Task description: Write what comes next in the passage on insomnia, stress, and sleep quality, picking up after its last sentence.

Table of Contents
Abstract
Insomnia and Stress impacts both neural development of central nervous structures, and they are involved in many clinical outcomes like sleep disorders, depression, cognitive impairment and other sleep disorders. Few authors investigated accurately relationship between implications of these two troubles above, and occurrence or complications of sleep quality. It has been showed that, the quality and the duration of sleep depended strongly on the lifestyle and the personal environment. Knowing that, insomnia and stress are a permanent part of our daily life, a complete exploration of their combined effects on our sleep quality and sleep duration may move forward the general approach of therapist about sleep impairment. Indeed, a complete evaluation should be made continuously on a brain to record all the waves fluctuations related to sleep. To our knowledge, none made a clear statement on the combined effects of insomnia and stress on the Sleep Impairment events. The aim of this study is to explore how insomnia and stress together affects sleep quality and sleeps duration (SD), in the general population is associated in simultaneous with sleep components, psychological stress, depression, and anxiety.
Introduction
Insomnia is a phenomenon which can appear at every stage of life, from youthness to elderly. Through the whole life, brain is particularly influenced by, social and psychological interplay between the body and his environment. This process strongly affects the development of both peripheral and central nervous system. Of course, the majority of brain disorders are caused by a failure in one or many of the neuronal circuitry or normal neurobiology. As a consequence of this dysfunction, insomnia appears and become pathologic or persistent, even without any medication, or external factors like stress or mental illness. A healthy lifestyle with physical activities may ensure a healthy brain, and an excellent shield against central nervous system failure and cognitive disabilities. (Clum et al., 2001; Kramer et al., 2003; Neylan et al., 1998; Wittmann et al., 2000; Zammit et al. 1999)

Provided records:
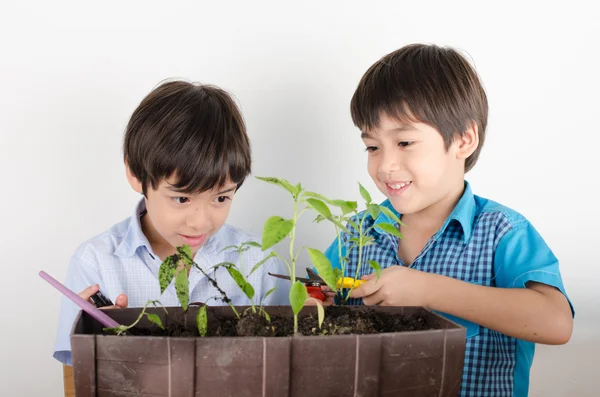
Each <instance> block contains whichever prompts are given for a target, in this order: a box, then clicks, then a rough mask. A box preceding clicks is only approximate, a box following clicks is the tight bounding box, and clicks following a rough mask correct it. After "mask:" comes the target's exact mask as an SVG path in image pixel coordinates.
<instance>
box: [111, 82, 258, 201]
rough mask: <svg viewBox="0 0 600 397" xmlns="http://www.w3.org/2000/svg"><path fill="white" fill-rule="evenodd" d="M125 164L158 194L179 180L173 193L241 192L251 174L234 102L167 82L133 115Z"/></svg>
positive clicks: (126, 133) (130, 129)
mask: <svg viewBox="0 0 600 397" xmlns="http://www.w3.org/2000/svg"><path fill="white" fill-rule="evenodd" d="M123 152H124V157H125V161H127V162H128V164H129V168H130V170H131V172H132V174H133V175H134V176H135V177H136V178H137V179H138V180H139V181H140V182H141V183H142V186H143V192H144V195H146V192H147V188H148V185H150V186H152V188H153V189H157V188H158V185H159V183H160V182H161V180H163V179H165V178H169V177H171V176H175V177H176V178H177V183H176V184H175V185H174V187H175V188H177V189H179V190H180V191H181V192H184V193H202V192H205V191H207V190H211V189H213V188H219V187H221V186H223V185H224V184H225V183H226V182H227V179H230V180H231V181H232V182H234V183H237V184H238V188H239V187H240V186H241V185H242V183H243V182H244V179H245V178H246V177H247V176H248V175H249V174H250V171H251V152H250V141H249V139H248V136H247V135H246V126H245V124H244V120H243V118H242V115H241V113H240V111H239V109H238V107H237V106H236V104H235V102H234V101H233V99H232V98H231V96H230V95H229V94H228V93H227V92H225V91H224V90H222V89H220V88H218V87H215V86H210V85H202V84H198V83H189V82H185V81H169V82H166V83H164V84H162V85H160V86H158V87H157V88H155V89H154V90H153V91H152V92H150V94H148V95H147V96H146V97H145V98H144V99H143V100H142V102H141V103H140V104H139V106H138V107H137V109H136V110H135V111H134V112H133V114H132V115H131V119H130V120H129V123H128V125H127V129H126V131H125V140H124V144H123Z"/></svg>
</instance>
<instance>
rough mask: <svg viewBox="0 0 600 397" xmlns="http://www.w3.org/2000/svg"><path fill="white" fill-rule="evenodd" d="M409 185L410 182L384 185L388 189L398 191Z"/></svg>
mask: <svg viewBox="0 0 600 397" xmlns="http://www.w3.org/2000/svg"><path fill="white" fill-rule="evenodd" d="M411 183H412V181H408V182H400V183H386V184H385V185H386V186H387V187H388V188H390V189H394V190H400V189H402V188H403V187H405V186H408V185H410V184H411Z"/></svg>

Final answer:
Types of Insomnia:
- There are two types of insomnia: primary and secondary.
- Primary insomnia: This means your sleep problems aren’t linked to any other health condition or problem.
Secondary insomnia: This means you have trouble sleeping because of a health condition (like asthma, depression, arthritis, cancer, or heartburn); pain; medication; or substance use (like alcohol)
Acute insomnia is brief and often happens because of life circumstances (for example, when you can’t fall asleep the night before an exam or after receiving stressful or bad news). Many people may have experienced this type of passing sleep disruption, and it tends to resolve without any treatment.
Chronic insomnia is disrupted sleep that occurs at least three nights per week and lasts at least three months. Chronic insomnia disorders can have many causes. Changes in the environment, unhealthy sleep habits, shift work, other clinical disorders, and certain medications could lead to a long-term pattern of insufficient sleep. People with chronic insomnia may benefit from some form of treatment to help them get back to healthy sleep patterns. Chronic insomnia can be comorbid, meaning it is linked to another medical or psychiatric issue, although sometimes it’s difficult to understand this cause and effect relationship.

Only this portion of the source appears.